提取文本:

######

约有40%的糖尿病患者逐渐进展为糖尿病肾病(DKD)。DKD是全球慢性肾脏病(CKD)的主要原因。虽然终末期肾脏病(ESRD)是DKD的主要结局,但是大部分DKD患者未进展至ESRD前,即因为心血管事件或感染而死亡。因此,了解DKD的发病、尽早诊断及及时治疗是减少DKD死亡的关键。
最近,来自美国华盛顿大学Radica Z. Alicic 等对DKD的发病、诊断及治疗进展进行综述,发表在最近一期的CJASN杂志上。
一、DKD的危险因素
危险因素 | 易感因素 | 始动因素 | 进展因素 |
人口学特征 | |||
年老 | + | ||
男性 | + | ||
种族(黑人、美洲印第安人、拉丁美洲人、亚洲及太平洋群岛人) | + | + | |
遗传因素 | |||
DKD家族史 | + | ||
基因性肾脏病 | + | ||
系统性因素 | |||
高血糖 | + | + | + |
肥胖 | + | + | + |
高血压 | + | + | |
肾脏损伤 | |||
急性肾损伤 | + | + | |
毒物 | + | + | |
吸烟 | + | + | |
饮食因素 | |||
高蛋白饮食 | + | + |
二、DKD的结构改变
图1. 正常肾脏与糖尿病肾病中,肾小球的形态结构改变
糖尿病性肾病诱导的结构改变包括:肾小球基底膜增厚、足突融合、足细胞丢失、基底膜暴露、系膜基质增多
图2 糖尿病肾病中,肾小球组织学的病理改变
(A)正常肾小球; (B)弥漫性系膜区扩张,伴系膜细胞增殖 ;(C)显著性系膜区扩张,伴早期的小结化和系膜溶解;(D)系膜基质形成Kimmelstiel–Wilson小结;(E)毛细血管扩张、形成小动脉瘤伴内皮下玻璃样变; (F)废弃衰退的肾小球
图3 糖尿病肾病的肾小管间质改变和动脉玻璃样变
(A)正常肾脏间质;(B)小管基底膜增厚、间质区增宽;(C)动脉内皮下玻璃样物质沉积、管腔狭窄;(D)糖尿病肾病晚期,肾小球和间质区中,小管基底膜增厚和卷缩(实线箭头)、小管萎缩(虚线箭头)、管型出现、间质增宽、纤维化以及炎症细胞浸润(点箭头)

######

练习任务:
**1)** 根据上文糖尿病肾病内容回答下列问题,每题一行,分别标为(a)(b)(c):
(a) 约有多大比例的糖尿病患者逐渐进展为DKD?
(b) 这篇综述的作者来自哪所大学?
(c) 图3(D)中的实线箭头指示什么改变?
**2)** 判断下列说法是否与上文糖尿病肾病内容相符。每条回答"是"或"否",并逐字引用原文中的依据:
(a) 大部分DKD患者在进展至ESRD之前,就因心血管事件或感染而死亡。
(b) 该综述发表在《柳叶刀》杂志上。
(c) Kimmelstiel–Wilson小结由系膜基质形成。
**3)** 将上文糖尿病肾病内容中以"约有40%的糖尿病患者"开头的段落改写为要点列表,并保留其主要事实。

######

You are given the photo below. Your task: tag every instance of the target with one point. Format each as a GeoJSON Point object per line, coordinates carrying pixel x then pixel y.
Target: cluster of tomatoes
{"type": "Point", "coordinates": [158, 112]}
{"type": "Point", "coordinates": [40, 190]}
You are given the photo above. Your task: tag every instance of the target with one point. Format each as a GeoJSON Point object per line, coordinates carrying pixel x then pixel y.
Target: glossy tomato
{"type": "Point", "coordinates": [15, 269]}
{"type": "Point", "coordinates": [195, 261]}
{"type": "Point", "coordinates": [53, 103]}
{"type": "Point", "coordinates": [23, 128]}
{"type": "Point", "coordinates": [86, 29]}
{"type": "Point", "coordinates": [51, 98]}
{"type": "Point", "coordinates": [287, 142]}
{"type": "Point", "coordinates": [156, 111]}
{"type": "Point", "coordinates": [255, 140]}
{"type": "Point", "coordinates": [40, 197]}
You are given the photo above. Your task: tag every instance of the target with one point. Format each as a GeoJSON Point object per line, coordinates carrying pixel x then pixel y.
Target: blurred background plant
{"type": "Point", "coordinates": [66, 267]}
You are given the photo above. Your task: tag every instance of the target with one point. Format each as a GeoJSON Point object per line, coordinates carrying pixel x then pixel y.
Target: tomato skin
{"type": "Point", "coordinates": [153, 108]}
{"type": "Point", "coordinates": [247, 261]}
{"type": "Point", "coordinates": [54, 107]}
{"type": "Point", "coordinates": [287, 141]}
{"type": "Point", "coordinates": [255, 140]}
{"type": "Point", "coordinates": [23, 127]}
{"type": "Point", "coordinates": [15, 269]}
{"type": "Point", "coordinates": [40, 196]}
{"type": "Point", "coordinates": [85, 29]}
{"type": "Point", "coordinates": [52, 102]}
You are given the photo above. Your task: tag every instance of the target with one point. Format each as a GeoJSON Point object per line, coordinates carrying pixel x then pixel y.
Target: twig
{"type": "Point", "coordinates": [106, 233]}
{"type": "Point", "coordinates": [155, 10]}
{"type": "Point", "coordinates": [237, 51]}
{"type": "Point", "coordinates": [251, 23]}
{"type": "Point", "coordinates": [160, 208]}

######

参考答案:
**1)**
(a) 约40%。
(b) 美国华盛顿大学。
(c) 小管基底膜增厚和卷缩。

**2)**
(a) 是。"大部分DKD患者未进展至ESRD前,即因为心血管事件或感染而死亡"
(b) 否。"发表在最近一期的CJASN杂志上"
(c) 是。"(D)系膜基质形成Kimmelstiel–Wilson小结"

**3)**
- 约40%的糖尿病患者会逐渐进展为DKD。
- DKD是全球CKD的主要原因。
- ESRD是DKD的主要结局,但多数患者在进展至ESRD之前,就死于心血管事件或感染。
- 了解DKD的发病、尽早诊断和及时治疗,是减少DKD死亡的关键。